**Goal of the exercise:**
Count the lines in the listing below that contain the string "face", with case counting, and reply with only the number.

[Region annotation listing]
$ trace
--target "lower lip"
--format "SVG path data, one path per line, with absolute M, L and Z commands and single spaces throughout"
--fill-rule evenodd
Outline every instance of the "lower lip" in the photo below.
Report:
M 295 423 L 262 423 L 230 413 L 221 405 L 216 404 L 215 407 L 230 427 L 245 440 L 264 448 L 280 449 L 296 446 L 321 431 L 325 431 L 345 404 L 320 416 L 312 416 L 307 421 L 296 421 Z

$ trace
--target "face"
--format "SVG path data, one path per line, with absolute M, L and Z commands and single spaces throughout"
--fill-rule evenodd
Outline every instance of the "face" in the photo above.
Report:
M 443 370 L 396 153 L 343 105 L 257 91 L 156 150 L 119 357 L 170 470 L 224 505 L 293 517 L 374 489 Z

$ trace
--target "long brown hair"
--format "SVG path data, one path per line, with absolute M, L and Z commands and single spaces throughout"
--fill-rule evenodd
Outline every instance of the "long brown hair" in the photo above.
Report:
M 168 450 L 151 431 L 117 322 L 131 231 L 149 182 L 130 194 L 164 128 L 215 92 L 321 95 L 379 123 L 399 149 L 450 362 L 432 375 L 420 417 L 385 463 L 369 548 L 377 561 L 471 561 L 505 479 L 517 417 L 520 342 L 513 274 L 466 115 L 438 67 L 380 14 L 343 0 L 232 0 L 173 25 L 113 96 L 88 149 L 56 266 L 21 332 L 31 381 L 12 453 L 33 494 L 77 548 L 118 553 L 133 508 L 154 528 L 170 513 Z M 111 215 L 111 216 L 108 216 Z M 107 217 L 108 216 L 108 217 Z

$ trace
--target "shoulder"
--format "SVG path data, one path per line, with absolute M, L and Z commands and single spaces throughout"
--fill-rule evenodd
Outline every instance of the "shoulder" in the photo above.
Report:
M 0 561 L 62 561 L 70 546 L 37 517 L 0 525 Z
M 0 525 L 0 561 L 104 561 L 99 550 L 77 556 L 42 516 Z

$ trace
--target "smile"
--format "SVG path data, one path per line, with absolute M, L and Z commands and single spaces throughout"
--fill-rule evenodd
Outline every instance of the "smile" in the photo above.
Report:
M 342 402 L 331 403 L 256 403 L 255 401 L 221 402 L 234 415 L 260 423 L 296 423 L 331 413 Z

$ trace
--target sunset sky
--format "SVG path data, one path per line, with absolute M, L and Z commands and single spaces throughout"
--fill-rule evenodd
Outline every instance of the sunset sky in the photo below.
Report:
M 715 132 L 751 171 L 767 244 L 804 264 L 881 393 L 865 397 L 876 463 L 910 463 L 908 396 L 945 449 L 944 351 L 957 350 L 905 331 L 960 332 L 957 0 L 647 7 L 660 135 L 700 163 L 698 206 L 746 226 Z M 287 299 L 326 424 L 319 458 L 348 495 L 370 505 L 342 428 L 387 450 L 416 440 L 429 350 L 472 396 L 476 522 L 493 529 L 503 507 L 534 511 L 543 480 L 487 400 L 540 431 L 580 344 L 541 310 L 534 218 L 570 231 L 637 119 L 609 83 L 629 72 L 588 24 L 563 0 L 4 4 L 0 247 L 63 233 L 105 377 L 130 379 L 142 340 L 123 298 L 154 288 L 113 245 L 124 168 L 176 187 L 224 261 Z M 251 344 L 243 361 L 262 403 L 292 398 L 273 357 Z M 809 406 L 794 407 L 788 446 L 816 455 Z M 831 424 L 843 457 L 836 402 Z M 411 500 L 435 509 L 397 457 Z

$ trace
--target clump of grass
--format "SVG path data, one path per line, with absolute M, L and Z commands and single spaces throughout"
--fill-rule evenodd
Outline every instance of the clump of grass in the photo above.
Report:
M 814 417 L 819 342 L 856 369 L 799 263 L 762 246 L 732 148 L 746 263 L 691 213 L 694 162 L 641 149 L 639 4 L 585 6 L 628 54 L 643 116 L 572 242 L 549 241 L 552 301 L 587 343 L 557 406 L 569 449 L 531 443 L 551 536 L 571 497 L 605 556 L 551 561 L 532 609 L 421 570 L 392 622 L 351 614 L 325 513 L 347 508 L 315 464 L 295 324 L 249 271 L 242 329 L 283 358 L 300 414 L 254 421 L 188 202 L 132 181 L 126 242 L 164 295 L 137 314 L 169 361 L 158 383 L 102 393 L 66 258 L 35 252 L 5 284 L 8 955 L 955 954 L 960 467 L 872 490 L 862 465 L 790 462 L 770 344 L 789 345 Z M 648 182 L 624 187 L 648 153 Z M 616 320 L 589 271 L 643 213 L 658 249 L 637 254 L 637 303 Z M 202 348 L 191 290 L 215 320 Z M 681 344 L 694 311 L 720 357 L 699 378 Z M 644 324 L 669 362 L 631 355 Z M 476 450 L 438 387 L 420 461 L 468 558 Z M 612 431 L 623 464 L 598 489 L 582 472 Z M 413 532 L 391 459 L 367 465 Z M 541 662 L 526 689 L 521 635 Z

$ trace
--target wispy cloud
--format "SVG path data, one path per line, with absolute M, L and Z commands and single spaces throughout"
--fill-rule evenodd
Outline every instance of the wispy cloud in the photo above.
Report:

**Task response:**
2